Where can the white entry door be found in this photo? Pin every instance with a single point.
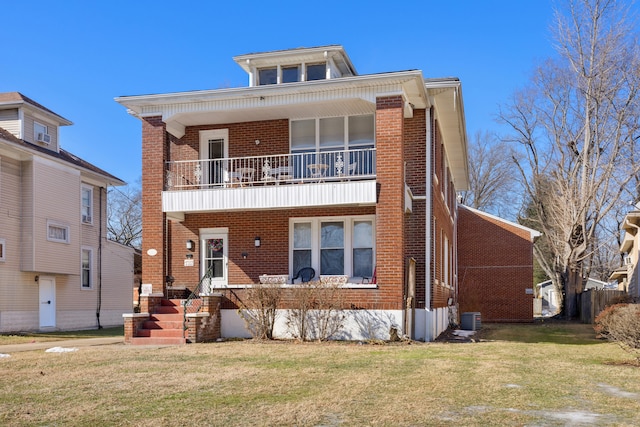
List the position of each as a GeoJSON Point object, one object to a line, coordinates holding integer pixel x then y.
{"type": "Point", "coordinates": [214, 259]}
{"type": "Point", "coordinates": [47, 300]}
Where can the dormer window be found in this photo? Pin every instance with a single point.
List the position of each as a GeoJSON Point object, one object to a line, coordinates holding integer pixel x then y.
{"type": "Point", "coordinates": [292, 73]}
{"type": "Point", "coordinates": [40, 133]}
{"type": "Point", "coordinates": [316, 71]}
{"type": "Point", "coordinates": [268, 76]}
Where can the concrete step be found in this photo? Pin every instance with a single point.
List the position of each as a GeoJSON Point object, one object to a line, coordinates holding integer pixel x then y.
{"type": "Point", "coordinates": [162, 324]}
{"type": "Point", "coordinates": [163, 317]}
{"type": "Point", "coordinates": [157, 341]}
{"type": "Point", "coordinates": [160, 333]}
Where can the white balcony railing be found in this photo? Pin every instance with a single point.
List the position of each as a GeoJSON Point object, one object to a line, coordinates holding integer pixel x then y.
{"type": "Point", "coordinates": [309, 167]}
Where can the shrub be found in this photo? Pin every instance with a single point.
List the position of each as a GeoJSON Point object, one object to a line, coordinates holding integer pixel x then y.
{"type": "Point", "coordinates": [259, 309]}
{"type": "Point", "coordinates": [316, 312]}
{"type": "Point", "coordinates": [620, 323]}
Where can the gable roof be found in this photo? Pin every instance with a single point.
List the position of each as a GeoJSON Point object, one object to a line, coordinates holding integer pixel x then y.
{"type": "Point", "coordinates": [18, 99]}
{"type": "Point", "coordinates": [62, 155]}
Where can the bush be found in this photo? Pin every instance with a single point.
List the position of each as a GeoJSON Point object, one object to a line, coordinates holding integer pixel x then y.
{"type": "Point", "coordinates": [259, 309]}
{"type": "Point", "coordinates": [620, 323]}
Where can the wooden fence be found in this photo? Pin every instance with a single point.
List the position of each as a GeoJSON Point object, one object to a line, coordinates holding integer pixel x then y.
{"type": "Point", "coordinates": [593, 301]}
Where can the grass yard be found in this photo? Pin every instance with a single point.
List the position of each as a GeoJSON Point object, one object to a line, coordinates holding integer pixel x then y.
{"type": "Point", "coordinates": [553, 374]}
{"type": "Point", "coordinates": [24, 338]}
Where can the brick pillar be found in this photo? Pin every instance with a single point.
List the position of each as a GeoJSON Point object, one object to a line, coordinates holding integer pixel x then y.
{"type": "Point", "coordinates": [153, 220]}
{"type": "Point", "coordinates": [390, 206]}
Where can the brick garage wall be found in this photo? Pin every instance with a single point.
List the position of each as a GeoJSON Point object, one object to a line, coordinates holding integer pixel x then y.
{"type": "Point", "coordinates": [496, 268]}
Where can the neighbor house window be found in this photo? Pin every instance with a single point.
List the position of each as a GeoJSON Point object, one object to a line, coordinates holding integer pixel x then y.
{"type": "Point", "coordinates": [57, 232]}
{"type": "Point", "coordinates": [87, 256]}
{"type": "Point", "coordinates": [87, 204]}
{"type": "Point", "coordinates": [334, 245]}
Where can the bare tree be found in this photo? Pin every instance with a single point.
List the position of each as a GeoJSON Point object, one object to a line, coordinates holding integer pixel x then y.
{"type": "Point", "coordinates": [576, 127]}
{"type": "Point", "coordinates": [124, 215]}
{"type": "Point", "coordinates": [491, 176]}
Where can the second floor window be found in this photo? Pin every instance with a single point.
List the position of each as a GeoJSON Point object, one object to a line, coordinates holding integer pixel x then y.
{"type": "Point", "coordinates": [87, 205]}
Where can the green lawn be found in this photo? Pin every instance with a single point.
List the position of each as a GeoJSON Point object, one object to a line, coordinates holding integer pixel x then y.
{"type": "Point", "coordinates": [59, 336]}
{"type": "Point", "coordinates": [538, 375]}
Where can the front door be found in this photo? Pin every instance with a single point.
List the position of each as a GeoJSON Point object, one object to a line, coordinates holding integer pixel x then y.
{"type": "Point", "coordinates": [213, 152]}
{"type": "Point", "coordinates": [47, 302]}
{"type": "Point", "coordinates": [214, 260]}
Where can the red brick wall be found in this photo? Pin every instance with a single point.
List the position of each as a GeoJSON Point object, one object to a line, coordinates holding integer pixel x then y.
{"type": "Point", "coordinates": [390, 207]}
{"type": "Point", "coordinates": [442, 222]}
{"type": "Point", "coordinates": [154, 155]}
{"type": "Point", "coordinates": [415, 157]}
{"type": "Point", "coordinates": [496, 268]}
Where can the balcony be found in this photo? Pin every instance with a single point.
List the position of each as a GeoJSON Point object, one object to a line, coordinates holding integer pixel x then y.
{"type": "Point", "coordinates": [331, 178]}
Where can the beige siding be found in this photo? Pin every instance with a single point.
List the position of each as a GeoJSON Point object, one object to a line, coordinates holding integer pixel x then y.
{"type": "Point", "coordinates": [9, 121]}
{"type": "Point", "coordinates": [56, 197]}
{"type": "Point", "coordinates": [52, 129]}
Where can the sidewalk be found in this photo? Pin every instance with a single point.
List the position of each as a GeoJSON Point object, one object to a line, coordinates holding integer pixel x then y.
{"type": "Point", "coordinates": [79, 342]}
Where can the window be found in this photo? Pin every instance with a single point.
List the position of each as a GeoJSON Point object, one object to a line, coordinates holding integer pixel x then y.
{"type": "Point", "coordinates": [290, 74]}
{"type": "Point", "coordinates": [85, 268]}
{"type": "Point", "coordinates": [87, 204]}
{"type": "Point", "coordinates": [333, 135]}
{"type": "Point", "coordinates": [334, 245]}
{"type": "Point", "coordinates": [317, 71]}
{"type": "Point", "coordinates": [57, 232]}
{"type": "Point", "coordinates": [40, 133]}
{"type": "Point", "coordinates": [268, 76]}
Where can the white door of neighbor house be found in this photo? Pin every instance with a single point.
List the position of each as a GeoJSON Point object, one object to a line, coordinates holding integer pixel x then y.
{"type": "Point", "coordinates": [214, 260]}
{"type": "Point", "coordinates": [47, 300]}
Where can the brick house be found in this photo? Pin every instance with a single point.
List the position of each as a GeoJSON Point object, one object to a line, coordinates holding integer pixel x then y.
{"type": "Point", "coordinates": [310, 165]}
{"type": "Point", "coordinates": [495, 267]}
{"type": "Point", "coordinates": [57, 269]}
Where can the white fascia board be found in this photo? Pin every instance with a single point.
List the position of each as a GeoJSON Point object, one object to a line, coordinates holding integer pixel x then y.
{"type": "Point", "coordinates": [534, 233]}
{"type": "Point", "coordinates": [159, 102]}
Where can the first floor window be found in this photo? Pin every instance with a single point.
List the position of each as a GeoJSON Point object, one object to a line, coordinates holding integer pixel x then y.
{"type": "Point", "coordinates": [334, 245]}
{"type": "Point", "coordinates": [57, 232]}
{"type": "Point", "coordinates": [86, 268]}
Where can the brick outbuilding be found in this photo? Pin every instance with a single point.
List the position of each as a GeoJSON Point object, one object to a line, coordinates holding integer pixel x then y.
{"type": "Point", "coordinates": [495, 267]}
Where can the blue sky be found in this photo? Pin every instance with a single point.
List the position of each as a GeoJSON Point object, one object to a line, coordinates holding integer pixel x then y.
{"type": "Point", "coordinates": [75, 57]}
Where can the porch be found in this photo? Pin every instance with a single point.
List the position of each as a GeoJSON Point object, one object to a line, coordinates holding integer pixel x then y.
{"type": "Point", "coordinates": [332, 178]}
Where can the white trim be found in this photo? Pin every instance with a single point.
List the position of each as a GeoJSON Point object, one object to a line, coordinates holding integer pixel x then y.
{"type": "Point", "coordinates": [57, 224]}
{"type": "Point", "coordinates": [348, 222]}
{"type": "Point", "coordinates": [534, 233]}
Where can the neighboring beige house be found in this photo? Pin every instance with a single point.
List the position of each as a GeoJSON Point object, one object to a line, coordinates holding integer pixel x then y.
{"type": "Point", "coordinates": [57, 269]}
{"type": "Point", "coordinates": [627, 275]}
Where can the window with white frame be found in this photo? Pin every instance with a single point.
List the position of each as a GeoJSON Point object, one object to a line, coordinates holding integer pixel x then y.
{"type": "Point", "coordinates": [40, 132]}
{"type": "Point", "coordinates": [292, 73]}
{"type": "Point", "coordinates": [85, 268]}
{"type": "Point", "coordinates": [334, 245]}
{"type": "Point", "coordinates": [87, 204]}
{"type": "Point", "coordinates": [344, 144]}
{"type": "Point", "coordinates": [57, 232]}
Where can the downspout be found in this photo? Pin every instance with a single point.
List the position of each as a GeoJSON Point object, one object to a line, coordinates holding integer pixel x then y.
{"type": "Point", "coordinates": [428, 214]}
{"type": "Point", "coordinates": [99, 305]}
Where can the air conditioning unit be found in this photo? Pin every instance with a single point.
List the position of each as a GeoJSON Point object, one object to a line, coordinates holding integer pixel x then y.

━━━

### Problem requirements
Extract, verbatim, the lines from the one containing "Where can the white trim" through the last line of the listing above.

### Exercise response
Where can the white trim be found in this photo? Pin every instance with a single point.
List the position of each as a GeoJSON Point object, one object to a line, coordinates holding integer pixel x then y.
{"type": "Point", "coordinates": [57, 224]}
{"type": "Point", "coordinates": [348, 222]}
{"type": "Point", "coordinates": [534, 233]}
Where can the neighboring beige house be found in this photo? Pin every instance with a single point.
List the position of each as a GeoJSON Point object, one object to a line, coordinates holding integer pixel x then y.
{"type": "Point", "coordinates": [57, 269]}
{"type": "Point", "coordinates": [627, 275]}
Where can the window with white frame be found in this photo? Pin every instance with a single point.
List the position of each as a GeoJSON Point object, one object to a line, coordinates holding integer pixel x then y.
{"type": "Point", "coordinates": [40, 132]}
{"type": "Point", "coordinates": [292, 73]}
{"type": "Point", "coordinates": [85, 268]}
{"type": "Point", "coordinates": [334, 245]}
{"type": "Point", "coordinates": [87, 204]}
{"type": "Point", "coordinates": [344, 144]}
{"type": "Point", "coordinates": [57, 232]}
Where can the downspout be found in this photo? Pin every instance with a single point.
List the position of each as a GeoJSON Point object, one object to a line, coordinates holding integer pixel x then y.
{"type": "Point", "coordinates": [428, 214]}
{"type": "Point", "coordinates": [99, 305]}
Where can the air conditioning unit be found in this photo? Pin every instance with a single point.
List the position of each as a GeoJSON Point object, one object to a line, coordinates holding integer pixel x then y.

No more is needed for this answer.